**EXTRACT TO READ**
--- START ---

Skip to Main Content

Breadcrumb

Question and Answer

Chris Saxon

Thanks for the question.

Asked: March 05, 2005 - 5:44 pm UTC

Last updated: November 25, 2019 - 11:57 am UTC

Version: 8.1.6

Viewed 1000+ times

You Asked

Is this true that putting null-common columns at the end of rows saves space in oppose to columns that are being put before the end?

and Tom said...

Ahh, a chance to have a wildly exaggerated example, excellent....


ops$tkyte@ORA9IR2> declare
2 l_stmt long := 'c1 int';
3 begin
4 for i in 2 .. 999
5 loop
6 l_stmt := l_stmt || ', c' || i || ' int';
7 end loop;
8
9 execute immediate 'create table t1 ( x int, ' || l_stmt || ')';
10 execute immediate 'create table t2 ( ' || l_stmt || ', x int )';
11 end;
12 /

PL/SQL procedure successfully completed.

ops$tkyte@ORA9IR2>
ops$tkyte@ORA9IR2> insert into t1 (x) select object_id from all_objects;

27812 rows created.

ops$tkyte@ORA9IR2> insert into t2 (x) select x from t1;

27812 rows created.

ops$tkyte@ORA9IR2>
ops$tkyte@ORA9IR2> exec show_space( 'T1' );
Free Blocks............................. 2
Total Blocks............................ 48
Total Bytes............................. 393,216
Total MBytes............................ 0
Unused Blocks........................... 3
Unused Bytes............................ 24,576
Last Used Ext FileId.................... 8
Last Used Ext BlockId................... 489
Last Used Block......................... 5

PL/SQL procedure successfully completed.

ops$tkyte@ORA9IR2> exec show_space( 'T2' );
Free Blocks............................. 5
Total Blocks............................ 4,224
Total Bytes............................. 34,603,008
Total MBytes............................ 33
Unused Blocks........................... 98
Unused Bytes............................ 802,816
Last Used Ext FileId.................... 8
Last Used Ext BlockId................... 5,129
Last Used Block......................... 30

PL/SQL procedure successfully completed.


wow, 400k, versus 34MEG


So, what happened -- well, Oracle will store "trailing null columns" in a table using zero bytes. If the last column in the table is NULL, nothing, if the last and second to last are NULL -- two nothings and so on...

So, here we have 1,000 columns (most you are going to have). In case 1 -- one not null column followed by 999 "nothings"

In case 2 -- 999 nothings followed by one column -- in this case, each of the nothings took a byte (null flag -- to say "column 42 isn't here, it is null")


Take a couple thousand rows with 999 bytes -- versus the same without them and it adds up.

--- END ---

**ENTRIES**
--- START ---

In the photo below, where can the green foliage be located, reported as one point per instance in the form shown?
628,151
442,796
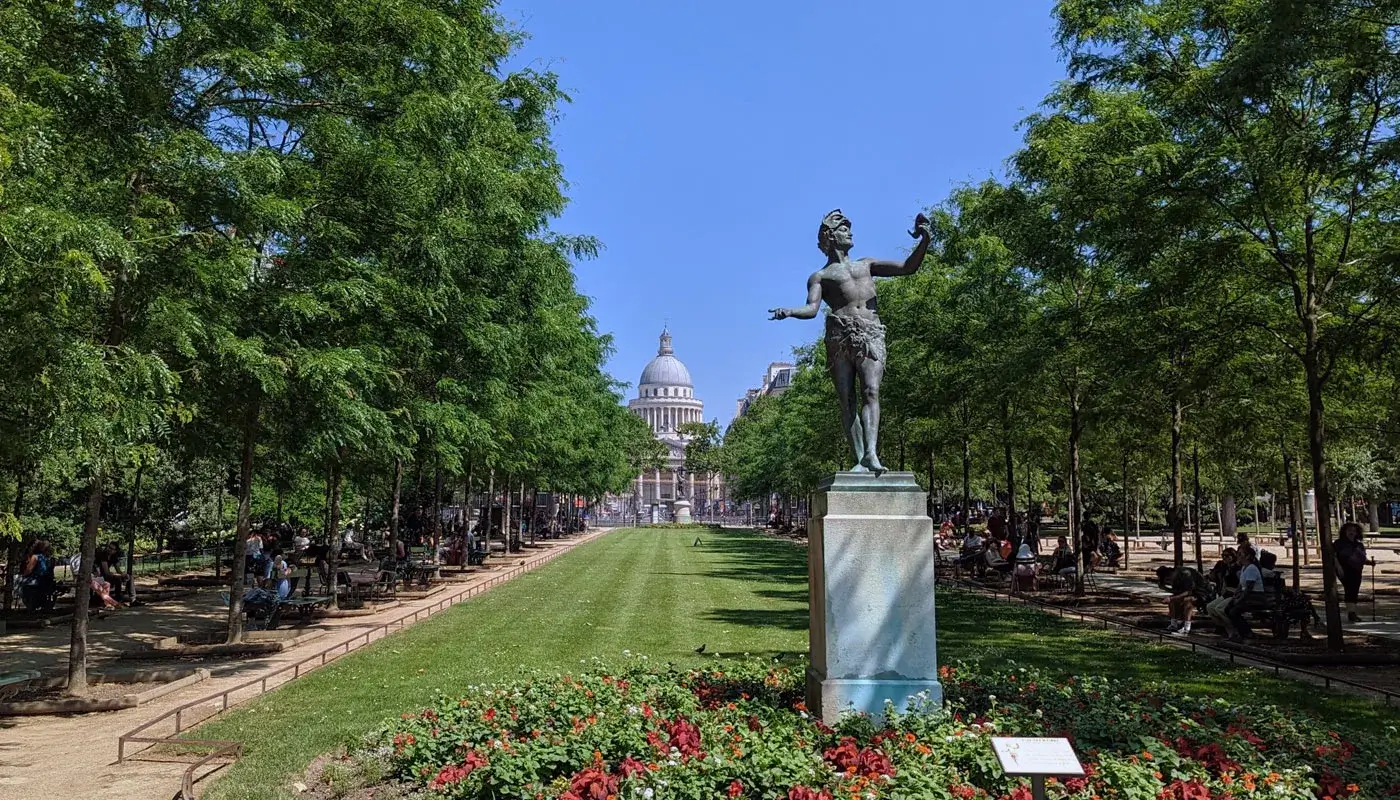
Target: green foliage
742,729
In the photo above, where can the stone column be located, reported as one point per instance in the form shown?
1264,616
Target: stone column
871,566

--- END ---

**TASKS FOR THIS EXERCISE**
(A) Check each statement against the page on null columns and storage space, and mark it yes or no. Support each verdict with the deciding words from the page, quoted exactly. (i) Oracle stores trailing null columns in a table using zero bytes. (ii) The tables in the example have 500 columns. (iii) In case 2, the null columns placed before the last column take no space.
(B) In the page on null columns and storage space, write out the part from "Version: 8.1.6" to "before the end?", replacing "space" with "storage".

**SOLUTIONS TO THE EXERCISE**
(A)
(i) Yes: "Oracle will store "trailing null columns" in a table using zero bytes"
(ii) No: "So, here we have 1,000 columns"
(iii) No: "each of the nothings took a byte"

(B)
Version: 8.1.6

Viewed 1000+ times

You Asked

Is this true that putting null-common columns at the end of rows saves storage in oppose to columns that are being put before the end?